*TASK DIRECTIONS:* Please render all of the material below as a Markdown table with the columns "Row" and "Line," giving each line its own numbered row and skipping blank lines. Leave the pictures out of the table.

*GIVEN INFORMATION:*
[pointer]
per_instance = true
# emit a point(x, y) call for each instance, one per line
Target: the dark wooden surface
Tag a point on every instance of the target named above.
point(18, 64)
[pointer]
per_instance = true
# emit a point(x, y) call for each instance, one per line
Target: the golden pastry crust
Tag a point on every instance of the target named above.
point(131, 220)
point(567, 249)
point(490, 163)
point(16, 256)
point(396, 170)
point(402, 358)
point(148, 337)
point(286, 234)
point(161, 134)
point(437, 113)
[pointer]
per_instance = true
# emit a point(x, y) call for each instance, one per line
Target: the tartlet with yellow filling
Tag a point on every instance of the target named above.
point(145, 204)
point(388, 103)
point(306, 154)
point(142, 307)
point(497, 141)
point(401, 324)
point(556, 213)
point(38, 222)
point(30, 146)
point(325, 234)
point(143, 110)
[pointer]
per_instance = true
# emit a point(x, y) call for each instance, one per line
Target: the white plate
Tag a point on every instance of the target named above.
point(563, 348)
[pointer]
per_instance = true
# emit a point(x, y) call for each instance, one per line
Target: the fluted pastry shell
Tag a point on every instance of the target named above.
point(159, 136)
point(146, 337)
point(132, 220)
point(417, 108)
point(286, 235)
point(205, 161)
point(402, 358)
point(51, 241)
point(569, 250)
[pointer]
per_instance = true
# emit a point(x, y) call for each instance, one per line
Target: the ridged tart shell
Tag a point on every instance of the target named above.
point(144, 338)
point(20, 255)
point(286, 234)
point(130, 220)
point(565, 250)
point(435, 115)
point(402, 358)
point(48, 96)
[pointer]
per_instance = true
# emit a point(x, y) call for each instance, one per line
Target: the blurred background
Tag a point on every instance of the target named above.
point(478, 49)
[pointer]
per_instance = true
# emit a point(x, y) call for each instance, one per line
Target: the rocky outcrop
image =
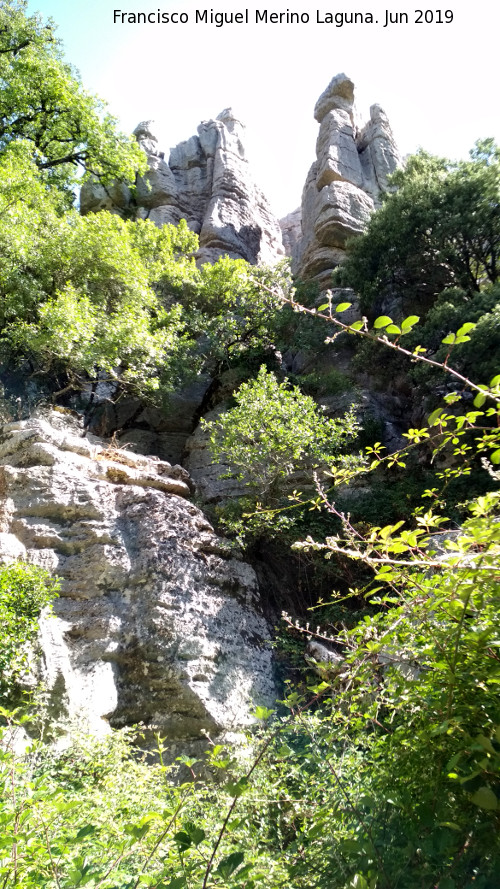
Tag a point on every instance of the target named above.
point(205, 181)
point(158, 619)
point(345, 182)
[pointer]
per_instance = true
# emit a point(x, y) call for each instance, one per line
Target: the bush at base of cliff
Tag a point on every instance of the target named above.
point(25, 590)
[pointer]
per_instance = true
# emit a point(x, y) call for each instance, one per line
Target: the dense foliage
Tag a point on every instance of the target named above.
point(43, 102)
point(25, 590)
point(439, 229)
point(383, 771)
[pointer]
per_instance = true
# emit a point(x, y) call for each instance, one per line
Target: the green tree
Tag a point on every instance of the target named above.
point(440, 228)
point(24, 591)
point(43, 102)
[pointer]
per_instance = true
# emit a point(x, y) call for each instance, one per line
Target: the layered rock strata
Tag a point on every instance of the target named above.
point(344, 184)
point(157, 621)
point(205, 181)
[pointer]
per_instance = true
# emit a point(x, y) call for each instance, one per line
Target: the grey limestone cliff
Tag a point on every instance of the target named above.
point(206, 181)
point(158, 620)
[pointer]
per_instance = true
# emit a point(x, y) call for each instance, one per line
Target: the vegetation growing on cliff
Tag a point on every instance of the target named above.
point(384, 771)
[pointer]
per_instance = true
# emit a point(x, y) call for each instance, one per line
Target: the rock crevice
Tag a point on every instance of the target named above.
point(158, 620)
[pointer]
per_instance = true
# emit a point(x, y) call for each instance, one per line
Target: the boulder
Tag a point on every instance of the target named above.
point(158, 620)
point(344, 184)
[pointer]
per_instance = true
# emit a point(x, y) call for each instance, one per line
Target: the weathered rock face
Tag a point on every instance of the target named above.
point(343, 185)
point(207, 182)
point(157, 621)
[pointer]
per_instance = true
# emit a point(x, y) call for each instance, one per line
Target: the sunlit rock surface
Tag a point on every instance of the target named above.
point(158, 621)
point(206, 181)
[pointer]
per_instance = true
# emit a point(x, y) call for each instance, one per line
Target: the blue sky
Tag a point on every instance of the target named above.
point(438, 83)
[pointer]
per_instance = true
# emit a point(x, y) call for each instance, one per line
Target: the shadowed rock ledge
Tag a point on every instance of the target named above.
point(158, 620)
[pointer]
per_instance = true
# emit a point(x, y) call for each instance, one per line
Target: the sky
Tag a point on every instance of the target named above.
point(438, 81)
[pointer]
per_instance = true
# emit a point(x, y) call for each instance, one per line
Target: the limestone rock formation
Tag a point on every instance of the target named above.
point(158, 621)
point(344, 184)
point(207, 182)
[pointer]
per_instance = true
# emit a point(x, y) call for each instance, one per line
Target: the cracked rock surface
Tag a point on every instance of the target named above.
point(158, 620)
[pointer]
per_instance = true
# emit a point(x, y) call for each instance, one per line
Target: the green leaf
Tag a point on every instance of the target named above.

*REPLY TO THE TASK:*
| Row | Line |
|---|---|
| 1 | [pointer] |
| 2 | per_instance = true |
| 3 | # emit a point(x, y) call for each instance, one per line |
| 4 | Target: the dark wooden surface |
| 5 | Tag a point on every instance of the target named above. |
| 6 | point(18, 64) |
| 7 | [pointer] |
| 8 | per_instance = true |
| 9 | # emit a point(x, y) call for each instance, one per line |
| 10 | Target: the golden pastry crust |
| 11 | Tag a point on every instance of the target named above. |
| 12 | point(131, 220) |
| 13 | point(567, 249) |
| 14 | point(490, 163) |
| 15 | point(16, 256) |
| 16 | point(396, 170) |
| 17 | point(402, 358) |
| 18 | point(148, 337) |
| 19 | point(286, 234) |
| 20 | point(161, 134) |
| 21 | point(437, 113) |
| 22 | [pointer] |
| 23 | per_instance = true |
| 24 | # emit a point(x, y) call for each instance, one per line |
| 25 | Target: the tartlet with yellow filling |
| 26 | Tag a point on every instance of the target named above. |
| 27 | point(145, 204) |
| 28 | point(388, 103) |
| 29 | point(306, 154) |
| 30 | point(142, 307) |
| 31 | point(497, 141) |
| 32 | point(401, 324) |
| 33 | point(556, 213) |
| 34 | point(38, 222) |
| 35 | point(30, 146) |
| 36 | point(325, 234) |
| 37 | point(143, 110) |
| 38 | [pointer] |
| 39 | per_instance = true |
| 40 | # emit a point(x, y) call for each instance, one per line |
| 41 | Target: the white plate |
| 42 | Tag a point on every instance of the target named above. |
| 43 | point(563, 348) |
| 44 | [pointer] |
| 45 | per_instance = true |
| 46 | # emit a point(x, y) call for each instance, one per line |
| 47 | Target: the fluted pastry shell |
| 48 | Tag a point on every instance of the target named above. |
| 49 | point(159, 136) |
| 50 | point(146, 337) |
| 51 | point(132, 220) |
| 52 | point(417, 108) |
| 53 | point(286, 235) |
| 54 | point(205, 161) |
| 55 | point(402, 358) |
| 56 | point(51, 241) |
| 57 | point(569, 250) |
| 58 | [pointer] |
| 59 | per_instance = true |
| 60 | # emit a point(x, y) call for each instance, one per line |
| 61 | Target: the ridged tart shell |
| 62 | Tag a point on every instance of the target named above. |
| 63 | point(144, 338) |
| 64 | point(20, 255) |
| 65 | point(286, 234) |
| 66 | point(130, 220) |
| 67 | point(565, 250) |
| 68 | point(435, 115) |
| 69 | point(402, 358) |
| 70 | point(48, 96) |
| 71 | [pointer] |
| 72 | per_instance = true |
| 73 | # emit a point(x, y) call for each instance, one per line |
| 74 | Target: the blurred background |
| 75 | Tag a point on every instance of the target named above. |
| 76 | point(478, 49) |
| 77 | [pointer] |
| 78 | per_instance = true |
| 79 | # emit a point(x, y) call for each instance, one per line |
| 80 | Target: the rocky outcrop |
| 81 | image = |
| 82 | Tag a point on every instance of the target named above. |
| 83 | point(205, 181) |
| 84 | point(158, 619) |
| 85 | point(345, 182) |
| 86 | [pointer] |
| 87 | per_instance = true |
| 88 | # emit a point(x, y) call for each instance, one per line |
| 89 | Target: the bush at base of cliff |
| 90 | Tag a point on every instance of the target named above. |
| 91 | point(25, 590) |
| 92 | [pointer] |
| 93 | per_instance = true |
| 94 | # emit a point(x, y) call for each instance, one per line |
| 95 | Target: the dense foliage |
| 96 | Tag a point on every instance of the target named above. |
| 97 | point(43, 102) |
| 98 | point(25, 590) |
| 99 | point(439, 229) |
| 100 | point(383, 771) |
| 101 | [pointer] |
| 102 | per_instance = true |
| 103 | # emit a point(x, y) call for each instance, one per line |
| 104 | Target: the green tree |
| 105 | Tag a point on every instance of the target named above. |
| 106 | point(440, 228) |
| 107 | point(24, 591) |
| 108 | point(43, 102) |
| 109 | [pointer] |
| 110 | per_instance = true |
| 111 | # emit a point(x, y) call for each instance, one per line |
| 112 | Target: the layered rock strata |
| 113 | Tag a point on every instance of the target named above. |
| 114 | point(344, 184) |
| 115 | point(157, 621) |
| 116 | point(205, 181) |
| 117 | [pointer] |
| 118 | per_instance = true |
| 119 | # emit a point(x, y) call for each instance, one per line |
| 120 | Target: the grey limestone cliff |
| 121 | Tag a point on every instance of the target named above. |
| 122 | point(206, 181) |
| 123 | point(158, 620) |
| 124 | [pointer] |
| 125 | per_instance = true |
| 126 | # emit a point(x, y) call for each instance, one per line |
| 127 | Target: the vegetation growing on cliff |
| 128 | Tag a point on every instance of the target named above. |
| 129 | point(384, 771) |
| 130 | [pointer] |
| 131 | per_instance = true |
| 132 | # emit a point(x, y) call for each instance, one per line |
| 133 | Target: the rock crevice |
| 134 | Tag a point on every instance of the target named above. |
| 135 | point(158, 620) |
| 136 | [pointer] |
| 137 | per_instance = true |
| 138 | # emit a point(x, y) call for each instance, one per line |
| 139 | Target: the boulder |
| 140 | Tag a point on every instance of the target named above. |
| 141 | point(158, 620) |
| 142 | point(344, 184) |
| 143 | [pointer] |
| 144 | per_instance = true |
| 145 | # emit a point(x, y) call for each instance, one per line |
| 146 | Target: the weathered rock face |
| 147 | Tag a point on every instance of the target named above. |
| 148 | point(343, 185) |
| 149 | point(207, 182) |
| 150 | point(157, 621) |
| 151 | [pointer] |
| 152 | per_instance = true |
| 153 | # emit a point(x, y) call for each instance, one per line |
| 154 | Target: the sunlit rock surface |
| 155 | Tag a point on every instance of the target named above. |
| 156 | point(158, 621) |
| 157 | point(206, 181) |
| 158 | [pointer] |
| 159 | per_instance = true |
| 160 | # emit a point(x, y) call for each instance, one per line |
| 161 | Target: the blue sky |
| 162 | Tag a point on every instance of the target named above. |
| 163 | point(438, 83) |
| 164 | [pointer] |
| 165 | per_instance = true |
| 166 | # emit a point(x, y) call for each instance, one per line |
| 167 | Target: the shadowed rock ledge |
| 168 | Tag a point on every instance of the target named above. |
| 169 | point(158, 620) |
| 170 | [pointer] |
| 171 | per_instance = true |
| 172 | # emit a point(x, y) call for each instance, one per line |
| 173 | Target: the sky |
| 174 | Tag a point on every instance of the target named above. |
| 175 | point(438, 81) |
| 176 | [pointer] |
| 177 | per_instance = true |
| 178 | # emit a point(x, y) call for each instance, one per line |
| 179 | Target: the limestone rock formation |
| 180 | Tag a point on every instance of the target named above. |
| 181 | point(158, 621) |
| 182 | point(344, 184) |
| 183 | point(207, 182) |
| 184 | [pointer] |
| 185 | per_instance = true |
| 186 | # emit a point(x, y) call for each instance, one per line |
| 187 | Target: the cracked rock surface |
| 188 | Tag a point on every instance of the target named above. |
| 189 | point(158, 620) |
| 190 | [pointer] |
| 191 | per_instance = true |
| 192 | # emit a point(x, y) call for each instance, one per line |
| 193 | Target: the green leaf |
| 194 | Tag a point on every instance of the target named above. |